[Data lines]
☆ ☆ ☆
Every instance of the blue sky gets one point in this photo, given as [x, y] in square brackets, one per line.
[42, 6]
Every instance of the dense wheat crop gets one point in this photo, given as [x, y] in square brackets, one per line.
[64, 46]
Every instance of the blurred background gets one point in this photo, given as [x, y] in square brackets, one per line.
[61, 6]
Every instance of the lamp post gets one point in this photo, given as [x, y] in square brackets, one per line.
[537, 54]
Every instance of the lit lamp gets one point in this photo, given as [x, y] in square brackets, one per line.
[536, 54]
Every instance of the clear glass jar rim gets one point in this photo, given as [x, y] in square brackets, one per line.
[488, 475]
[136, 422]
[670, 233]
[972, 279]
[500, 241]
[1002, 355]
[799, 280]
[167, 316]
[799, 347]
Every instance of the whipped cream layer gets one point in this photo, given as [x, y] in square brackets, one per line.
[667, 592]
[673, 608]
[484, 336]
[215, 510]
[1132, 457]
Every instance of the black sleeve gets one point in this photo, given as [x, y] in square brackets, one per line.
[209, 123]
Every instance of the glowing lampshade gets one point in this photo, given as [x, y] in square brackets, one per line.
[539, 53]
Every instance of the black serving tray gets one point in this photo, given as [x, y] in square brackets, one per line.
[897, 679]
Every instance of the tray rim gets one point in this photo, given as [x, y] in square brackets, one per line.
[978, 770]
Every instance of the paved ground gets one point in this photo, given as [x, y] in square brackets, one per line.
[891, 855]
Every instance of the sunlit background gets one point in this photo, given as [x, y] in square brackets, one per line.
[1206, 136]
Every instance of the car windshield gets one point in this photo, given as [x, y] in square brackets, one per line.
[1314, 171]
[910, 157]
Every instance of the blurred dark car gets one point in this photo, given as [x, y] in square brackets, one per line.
☆ ☆ ☆
§ **Job**
Could you copy every line of the material above, without changing anything?

§ **Answer to the task**
Every instance of the blue sky gets one point in this photo, given as [x, y] in square brackets, one per line.
[42, 6]
Every instance of the dense wheat crop gets one point in this photo, given as [x, y] in square brackets, one per line.
[64, 46]
Every instance of the blurred background gets one point in this photo, given as [x, y] in square brackets, one per line.
[61, 6]
Every instance of the lamp post gets one point in this photo, given as [x, y] in square brackets, one per line.
[537, 54]
Every instance of the lit lamp gets one point in this photo, given as [x, y] in square brackets, one per line.
[536, 54]
Every instance of the clear glass jar rim gets one point in this photo, given as [x, y] in square brackets, one per line.
[488, 475]
[136, 422]
[670, 233]
[972, 279]
[500, 241]
[1002, 355]
[799, 280]
[167, 316]
[799, 347]
Every instance of the whipped cream layer gets one point in this photo, given as [x, y] in square brackets, one per line.
[667, 592]
[673, 608]
[484, 336]
[215, 510]
[1132, 457]
Every instance of the black sleeve gets one point in this photo, given as [x, y] in square brackets, one per line.
[209, 123]
Every instance of the glowing lampshade gets one point in this photo, given as [x, y] in square brackets, one per line.
[539, 53]
Every instance of the black serving tray gets one point in this photo, given as [x, y] in square brackets, one per line.
[897, 679]
Every instance of the tray rim gets one point in this photo, given as [x, y] in square brackets, one per line.
[978, 770]
Every instance of the paved ground gets one point in this photo, given as [x, y] in square brackets, one per line.
[891, 855]
Every instance of the sunlit background gets one point in this photo, given as [x, y] in square brackets, one per line.
[1206, 136]
Every instance of the car windshield gets one point in this photo, given as [x, y] in square brackets, one per line.
[1314, 171]
[910, 157]
Every instance of the blurred dark car gets one point in this photo, given as [x, y] in square brackets, one per line.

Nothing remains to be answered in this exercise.